** begin Source data **

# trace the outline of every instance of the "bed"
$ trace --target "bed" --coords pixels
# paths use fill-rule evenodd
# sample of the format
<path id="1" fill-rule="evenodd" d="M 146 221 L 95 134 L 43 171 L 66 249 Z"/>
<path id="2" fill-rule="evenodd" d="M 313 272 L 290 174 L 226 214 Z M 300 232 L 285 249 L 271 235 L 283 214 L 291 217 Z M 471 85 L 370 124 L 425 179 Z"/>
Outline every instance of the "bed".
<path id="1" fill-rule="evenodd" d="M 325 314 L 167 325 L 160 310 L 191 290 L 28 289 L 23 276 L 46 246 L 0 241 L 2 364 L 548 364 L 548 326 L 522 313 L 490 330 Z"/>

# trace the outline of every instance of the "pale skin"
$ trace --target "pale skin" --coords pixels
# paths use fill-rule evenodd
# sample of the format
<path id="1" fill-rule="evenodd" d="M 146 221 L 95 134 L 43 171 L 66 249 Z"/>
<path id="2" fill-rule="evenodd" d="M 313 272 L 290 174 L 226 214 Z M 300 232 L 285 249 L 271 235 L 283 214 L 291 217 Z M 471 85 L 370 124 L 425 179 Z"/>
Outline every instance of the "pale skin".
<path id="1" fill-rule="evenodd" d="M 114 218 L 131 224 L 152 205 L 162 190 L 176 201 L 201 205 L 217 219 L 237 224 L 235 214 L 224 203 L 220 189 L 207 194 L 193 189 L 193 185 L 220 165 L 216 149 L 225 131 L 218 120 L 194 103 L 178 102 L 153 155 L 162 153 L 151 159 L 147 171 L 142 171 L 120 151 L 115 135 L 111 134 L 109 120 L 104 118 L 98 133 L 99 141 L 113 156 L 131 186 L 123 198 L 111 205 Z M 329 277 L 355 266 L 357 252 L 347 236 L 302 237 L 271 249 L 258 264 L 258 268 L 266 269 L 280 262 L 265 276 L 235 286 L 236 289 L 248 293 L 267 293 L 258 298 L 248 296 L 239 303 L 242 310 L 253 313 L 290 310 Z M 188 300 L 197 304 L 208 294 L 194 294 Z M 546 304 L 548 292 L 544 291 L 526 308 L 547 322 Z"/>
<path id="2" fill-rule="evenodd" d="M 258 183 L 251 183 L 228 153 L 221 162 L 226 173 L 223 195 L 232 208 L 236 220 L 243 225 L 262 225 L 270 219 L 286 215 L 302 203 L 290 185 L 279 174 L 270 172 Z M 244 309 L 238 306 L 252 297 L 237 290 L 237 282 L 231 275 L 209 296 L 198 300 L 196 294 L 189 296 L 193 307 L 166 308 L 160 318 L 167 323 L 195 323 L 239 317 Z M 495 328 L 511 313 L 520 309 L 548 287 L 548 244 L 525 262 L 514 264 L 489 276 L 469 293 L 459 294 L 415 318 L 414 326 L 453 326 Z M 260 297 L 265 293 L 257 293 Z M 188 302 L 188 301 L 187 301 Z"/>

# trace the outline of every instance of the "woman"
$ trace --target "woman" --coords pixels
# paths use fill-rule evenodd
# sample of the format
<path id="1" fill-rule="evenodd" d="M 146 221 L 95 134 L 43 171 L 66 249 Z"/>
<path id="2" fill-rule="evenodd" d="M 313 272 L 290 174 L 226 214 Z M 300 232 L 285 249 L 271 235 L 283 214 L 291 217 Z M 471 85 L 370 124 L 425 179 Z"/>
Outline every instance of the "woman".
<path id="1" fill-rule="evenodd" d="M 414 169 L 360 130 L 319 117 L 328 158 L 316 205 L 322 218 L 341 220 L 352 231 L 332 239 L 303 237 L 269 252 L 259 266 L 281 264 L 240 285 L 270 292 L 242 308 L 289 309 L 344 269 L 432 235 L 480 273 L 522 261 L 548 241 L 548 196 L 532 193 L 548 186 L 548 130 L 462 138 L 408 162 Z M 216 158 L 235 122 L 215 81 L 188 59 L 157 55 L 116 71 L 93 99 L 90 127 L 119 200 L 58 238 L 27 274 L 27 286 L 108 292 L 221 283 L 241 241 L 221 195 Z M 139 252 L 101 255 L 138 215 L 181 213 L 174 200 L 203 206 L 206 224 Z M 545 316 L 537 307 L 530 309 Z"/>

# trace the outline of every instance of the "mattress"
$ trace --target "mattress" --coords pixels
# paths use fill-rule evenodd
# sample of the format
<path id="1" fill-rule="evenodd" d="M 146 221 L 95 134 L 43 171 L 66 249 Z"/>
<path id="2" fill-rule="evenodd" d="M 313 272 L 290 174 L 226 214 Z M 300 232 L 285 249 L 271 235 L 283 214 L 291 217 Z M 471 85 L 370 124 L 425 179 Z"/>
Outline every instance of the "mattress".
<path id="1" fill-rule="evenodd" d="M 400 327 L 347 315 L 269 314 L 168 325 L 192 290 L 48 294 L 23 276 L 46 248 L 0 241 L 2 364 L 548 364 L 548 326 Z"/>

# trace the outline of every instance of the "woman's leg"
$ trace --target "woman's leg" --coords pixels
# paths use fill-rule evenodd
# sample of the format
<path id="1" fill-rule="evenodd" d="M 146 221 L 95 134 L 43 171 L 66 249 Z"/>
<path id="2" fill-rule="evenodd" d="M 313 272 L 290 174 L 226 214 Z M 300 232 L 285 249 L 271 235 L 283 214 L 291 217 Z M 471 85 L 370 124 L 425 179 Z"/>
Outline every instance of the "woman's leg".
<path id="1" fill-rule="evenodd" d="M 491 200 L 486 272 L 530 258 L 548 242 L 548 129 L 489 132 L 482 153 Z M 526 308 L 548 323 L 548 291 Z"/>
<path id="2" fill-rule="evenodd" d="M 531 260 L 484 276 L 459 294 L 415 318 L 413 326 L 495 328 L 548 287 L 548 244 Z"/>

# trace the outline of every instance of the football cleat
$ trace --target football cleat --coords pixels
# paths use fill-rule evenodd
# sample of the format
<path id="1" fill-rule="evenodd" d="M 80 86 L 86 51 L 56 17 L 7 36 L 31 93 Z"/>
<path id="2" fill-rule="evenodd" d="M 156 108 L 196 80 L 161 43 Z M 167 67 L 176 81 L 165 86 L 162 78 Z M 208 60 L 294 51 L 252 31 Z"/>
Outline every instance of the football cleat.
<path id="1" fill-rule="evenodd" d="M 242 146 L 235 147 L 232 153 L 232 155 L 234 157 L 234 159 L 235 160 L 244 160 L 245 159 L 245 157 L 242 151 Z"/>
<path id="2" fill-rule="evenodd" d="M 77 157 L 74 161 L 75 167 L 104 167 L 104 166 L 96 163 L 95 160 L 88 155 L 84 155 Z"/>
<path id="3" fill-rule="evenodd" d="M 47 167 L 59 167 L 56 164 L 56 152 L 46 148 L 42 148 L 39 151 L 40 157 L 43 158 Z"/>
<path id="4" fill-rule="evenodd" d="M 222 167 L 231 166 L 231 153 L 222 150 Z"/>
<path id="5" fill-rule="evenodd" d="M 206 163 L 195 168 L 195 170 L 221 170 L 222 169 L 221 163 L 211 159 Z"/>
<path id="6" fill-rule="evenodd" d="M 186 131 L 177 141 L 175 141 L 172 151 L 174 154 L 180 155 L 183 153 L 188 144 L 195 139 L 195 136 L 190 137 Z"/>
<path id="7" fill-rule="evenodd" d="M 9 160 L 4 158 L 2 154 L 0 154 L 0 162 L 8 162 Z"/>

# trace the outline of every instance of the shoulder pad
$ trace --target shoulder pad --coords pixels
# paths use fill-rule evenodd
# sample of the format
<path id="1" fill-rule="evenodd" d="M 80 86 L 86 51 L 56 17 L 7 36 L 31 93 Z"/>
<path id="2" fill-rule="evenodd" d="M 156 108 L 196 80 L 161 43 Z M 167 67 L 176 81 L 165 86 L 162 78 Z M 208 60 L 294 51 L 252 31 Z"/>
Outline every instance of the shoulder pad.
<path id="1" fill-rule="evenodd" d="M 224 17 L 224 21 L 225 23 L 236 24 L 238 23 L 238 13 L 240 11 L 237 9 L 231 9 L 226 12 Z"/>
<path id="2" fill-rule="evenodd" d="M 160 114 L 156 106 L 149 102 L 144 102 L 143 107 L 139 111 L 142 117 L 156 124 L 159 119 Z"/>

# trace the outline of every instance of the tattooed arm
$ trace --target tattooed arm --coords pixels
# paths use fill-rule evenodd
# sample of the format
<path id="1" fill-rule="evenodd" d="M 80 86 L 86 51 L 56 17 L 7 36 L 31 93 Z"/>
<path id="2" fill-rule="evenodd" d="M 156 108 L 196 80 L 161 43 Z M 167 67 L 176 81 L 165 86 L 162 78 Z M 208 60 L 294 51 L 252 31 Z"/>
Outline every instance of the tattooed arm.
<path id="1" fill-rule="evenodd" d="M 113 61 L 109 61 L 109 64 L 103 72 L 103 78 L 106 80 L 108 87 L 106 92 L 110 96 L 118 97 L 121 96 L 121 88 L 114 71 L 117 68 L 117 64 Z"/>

** end Source data **
** begin Source data **

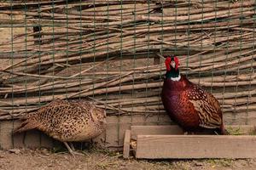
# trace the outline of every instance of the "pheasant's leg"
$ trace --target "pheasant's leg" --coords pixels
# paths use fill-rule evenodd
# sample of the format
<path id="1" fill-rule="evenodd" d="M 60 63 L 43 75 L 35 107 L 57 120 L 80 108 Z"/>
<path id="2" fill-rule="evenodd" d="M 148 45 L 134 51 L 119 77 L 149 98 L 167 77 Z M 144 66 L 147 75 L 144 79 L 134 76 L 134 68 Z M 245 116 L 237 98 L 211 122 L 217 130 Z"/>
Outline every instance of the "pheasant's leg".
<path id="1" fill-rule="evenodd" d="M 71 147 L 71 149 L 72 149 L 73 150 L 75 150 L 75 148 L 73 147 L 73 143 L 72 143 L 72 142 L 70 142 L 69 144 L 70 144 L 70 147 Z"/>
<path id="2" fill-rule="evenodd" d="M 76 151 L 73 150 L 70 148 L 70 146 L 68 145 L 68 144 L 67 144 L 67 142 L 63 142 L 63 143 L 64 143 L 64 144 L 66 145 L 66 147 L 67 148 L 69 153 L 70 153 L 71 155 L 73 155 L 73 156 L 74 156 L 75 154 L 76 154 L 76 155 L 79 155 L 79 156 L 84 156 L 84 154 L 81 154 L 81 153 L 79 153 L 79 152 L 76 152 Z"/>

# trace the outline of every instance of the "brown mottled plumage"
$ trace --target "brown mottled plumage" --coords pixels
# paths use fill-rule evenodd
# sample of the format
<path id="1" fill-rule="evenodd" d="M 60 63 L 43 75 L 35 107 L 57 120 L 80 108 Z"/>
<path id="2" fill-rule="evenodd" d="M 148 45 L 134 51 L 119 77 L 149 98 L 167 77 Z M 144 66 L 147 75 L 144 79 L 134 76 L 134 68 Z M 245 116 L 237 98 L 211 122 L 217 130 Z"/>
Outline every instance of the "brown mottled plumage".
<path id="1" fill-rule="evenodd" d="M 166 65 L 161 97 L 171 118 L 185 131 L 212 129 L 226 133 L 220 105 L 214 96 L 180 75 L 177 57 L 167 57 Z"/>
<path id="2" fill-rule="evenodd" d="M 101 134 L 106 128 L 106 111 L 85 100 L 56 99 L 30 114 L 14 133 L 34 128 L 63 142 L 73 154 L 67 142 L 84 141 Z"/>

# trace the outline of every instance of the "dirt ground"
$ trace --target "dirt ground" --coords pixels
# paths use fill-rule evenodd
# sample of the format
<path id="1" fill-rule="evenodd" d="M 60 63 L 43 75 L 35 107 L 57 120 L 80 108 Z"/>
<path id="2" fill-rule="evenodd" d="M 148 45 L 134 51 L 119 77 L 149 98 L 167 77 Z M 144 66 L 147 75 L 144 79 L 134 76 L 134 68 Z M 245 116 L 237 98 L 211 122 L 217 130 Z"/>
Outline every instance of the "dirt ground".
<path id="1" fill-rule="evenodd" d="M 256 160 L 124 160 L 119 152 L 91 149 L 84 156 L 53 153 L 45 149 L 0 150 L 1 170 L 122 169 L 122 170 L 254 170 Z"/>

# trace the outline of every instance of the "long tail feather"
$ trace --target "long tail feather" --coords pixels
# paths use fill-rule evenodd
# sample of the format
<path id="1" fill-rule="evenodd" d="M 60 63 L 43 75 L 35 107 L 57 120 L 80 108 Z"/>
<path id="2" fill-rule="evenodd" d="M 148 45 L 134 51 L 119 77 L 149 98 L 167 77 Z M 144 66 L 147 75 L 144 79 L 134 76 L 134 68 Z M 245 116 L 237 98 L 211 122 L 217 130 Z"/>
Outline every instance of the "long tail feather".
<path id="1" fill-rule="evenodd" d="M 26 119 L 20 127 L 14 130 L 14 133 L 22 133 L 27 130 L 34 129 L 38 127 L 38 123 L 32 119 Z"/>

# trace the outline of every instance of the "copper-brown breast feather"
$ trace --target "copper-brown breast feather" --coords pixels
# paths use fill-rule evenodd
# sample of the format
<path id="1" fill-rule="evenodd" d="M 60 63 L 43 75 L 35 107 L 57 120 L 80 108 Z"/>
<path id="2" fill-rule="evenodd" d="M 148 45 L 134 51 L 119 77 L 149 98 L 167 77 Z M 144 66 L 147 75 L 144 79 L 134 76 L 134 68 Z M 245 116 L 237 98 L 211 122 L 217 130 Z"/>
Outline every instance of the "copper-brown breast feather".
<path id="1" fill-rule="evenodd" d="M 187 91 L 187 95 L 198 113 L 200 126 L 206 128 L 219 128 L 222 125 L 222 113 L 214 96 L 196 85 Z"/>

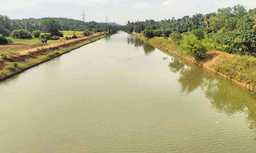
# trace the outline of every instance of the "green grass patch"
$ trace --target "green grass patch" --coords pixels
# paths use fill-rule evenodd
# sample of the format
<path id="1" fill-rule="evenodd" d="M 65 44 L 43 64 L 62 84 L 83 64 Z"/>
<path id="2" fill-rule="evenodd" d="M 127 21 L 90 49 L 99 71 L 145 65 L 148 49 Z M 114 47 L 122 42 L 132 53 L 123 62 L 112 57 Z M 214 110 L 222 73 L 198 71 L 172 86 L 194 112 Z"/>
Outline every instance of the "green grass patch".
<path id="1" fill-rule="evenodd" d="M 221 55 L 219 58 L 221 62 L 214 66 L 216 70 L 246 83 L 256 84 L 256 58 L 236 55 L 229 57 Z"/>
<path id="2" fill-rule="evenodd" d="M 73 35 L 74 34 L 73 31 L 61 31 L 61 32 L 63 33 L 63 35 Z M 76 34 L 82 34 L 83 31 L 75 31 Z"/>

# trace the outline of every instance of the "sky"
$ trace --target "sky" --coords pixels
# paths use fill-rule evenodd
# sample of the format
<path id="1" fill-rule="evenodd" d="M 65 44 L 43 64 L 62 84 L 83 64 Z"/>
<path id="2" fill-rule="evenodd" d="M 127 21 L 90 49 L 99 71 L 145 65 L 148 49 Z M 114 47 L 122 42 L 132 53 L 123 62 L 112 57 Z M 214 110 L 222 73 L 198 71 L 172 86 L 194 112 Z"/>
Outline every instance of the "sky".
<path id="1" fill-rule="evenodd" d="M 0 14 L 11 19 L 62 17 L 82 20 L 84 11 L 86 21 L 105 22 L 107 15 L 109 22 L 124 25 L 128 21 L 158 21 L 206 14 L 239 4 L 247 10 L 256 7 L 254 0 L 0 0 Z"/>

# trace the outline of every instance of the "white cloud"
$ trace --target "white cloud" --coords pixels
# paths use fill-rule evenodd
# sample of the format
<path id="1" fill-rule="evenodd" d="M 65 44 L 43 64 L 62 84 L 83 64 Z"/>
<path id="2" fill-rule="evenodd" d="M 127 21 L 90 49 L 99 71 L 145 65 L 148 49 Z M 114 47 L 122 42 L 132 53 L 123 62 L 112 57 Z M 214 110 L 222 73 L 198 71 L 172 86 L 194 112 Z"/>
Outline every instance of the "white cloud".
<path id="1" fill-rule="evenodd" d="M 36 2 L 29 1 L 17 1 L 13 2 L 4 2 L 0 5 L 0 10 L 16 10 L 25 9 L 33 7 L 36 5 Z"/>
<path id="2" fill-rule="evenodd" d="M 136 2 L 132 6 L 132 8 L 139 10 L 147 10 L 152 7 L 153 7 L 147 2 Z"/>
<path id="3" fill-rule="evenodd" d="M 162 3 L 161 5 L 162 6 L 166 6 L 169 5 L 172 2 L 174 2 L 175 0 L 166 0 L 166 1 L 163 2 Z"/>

** end Source data **
** begin Source data **

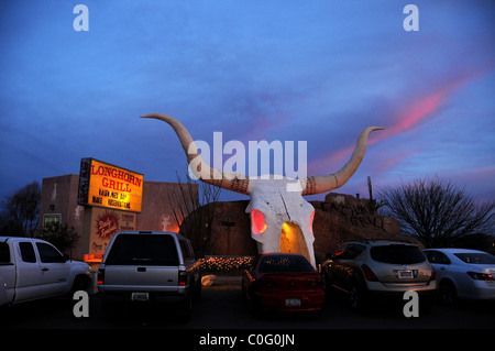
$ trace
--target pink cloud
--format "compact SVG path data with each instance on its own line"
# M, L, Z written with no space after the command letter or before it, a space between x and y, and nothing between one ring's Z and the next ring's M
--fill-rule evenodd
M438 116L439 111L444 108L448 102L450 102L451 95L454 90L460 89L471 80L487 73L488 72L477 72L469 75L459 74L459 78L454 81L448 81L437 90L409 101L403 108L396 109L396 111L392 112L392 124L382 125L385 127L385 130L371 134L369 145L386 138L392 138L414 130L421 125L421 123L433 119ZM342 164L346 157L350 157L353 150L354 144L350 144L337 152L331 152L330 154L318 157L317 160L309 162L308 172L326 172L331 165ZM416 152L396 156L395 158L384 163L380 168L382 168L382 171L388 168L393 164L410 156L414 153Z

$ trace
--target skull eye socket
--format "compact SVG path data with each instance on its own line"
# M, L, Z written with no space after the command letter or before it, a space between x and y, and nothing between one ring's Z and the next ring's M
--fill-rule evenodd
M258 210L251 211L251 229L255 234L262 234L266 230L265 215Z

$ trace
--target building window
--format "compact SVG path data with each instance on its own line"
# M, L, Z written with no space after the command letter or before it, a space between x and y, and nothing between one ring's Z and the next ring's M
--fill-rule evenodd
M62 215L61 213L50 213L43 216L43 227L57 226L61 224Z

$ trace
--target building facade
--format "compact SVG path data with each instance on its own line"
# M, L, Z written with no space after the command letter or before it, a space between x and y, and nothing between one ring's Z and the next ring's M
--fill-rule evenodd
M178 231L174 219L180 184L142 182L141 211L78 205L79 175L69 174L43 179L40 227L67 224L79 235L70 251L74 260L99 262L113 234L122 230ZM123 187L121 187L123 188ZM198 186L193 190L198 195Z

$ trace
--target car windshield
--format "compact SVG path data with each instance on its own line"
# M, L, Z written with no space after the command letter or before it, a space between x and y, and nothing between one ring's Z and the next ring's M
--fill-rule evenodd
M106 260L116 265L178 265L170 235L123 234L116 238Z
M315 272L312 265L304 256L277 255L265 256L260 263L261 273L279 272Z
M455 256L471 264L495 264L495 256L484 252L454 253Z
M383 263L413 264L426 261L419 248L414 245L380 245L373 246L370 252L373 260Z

** end Source data **

• Stated task:
Reproduce everything from the line containing "# trace the outline of every instance of the shoulder" down to the line containing "160 114 L 156", renaming "shoulder pad" to "knee pad" throughout and leaving all else unchanged.

• Task solution:
# trace the outline of every instance of the knee pad
$ trace --target knee pad --coords pixels
# paths use fill-rule evenodd
# sample of the format
<path id="1" fill-rule="evenodd" d="M 80 86 L 86 51 L 56 17 L 7 36 L 31 93 Z"/>
<path id="2" fill-rule="evenodd" d="M 156 108 L 196 80 L 161 43 Z M 167 67 L 176 81 L 165 86 L 162 78 Z M 208 60 L 294 51 L 252 31 Z"/>
Outline every instance of the knee pad.
<path id="1" fill-rule="evenodd" d="M 224 17 L 224 21 L 225 23 L 236 24 L 238 23 L 238 13 L 240 11 L 237 9 L 231 9 L 226 12 Z"/>
<path id="2" fill-rule="evenodd" d="M 160 114 L 156 106 L 149 102 L 144 102 L 143 107 L 139 111 L 142 117 L 156 124 L 159 119 Z"/>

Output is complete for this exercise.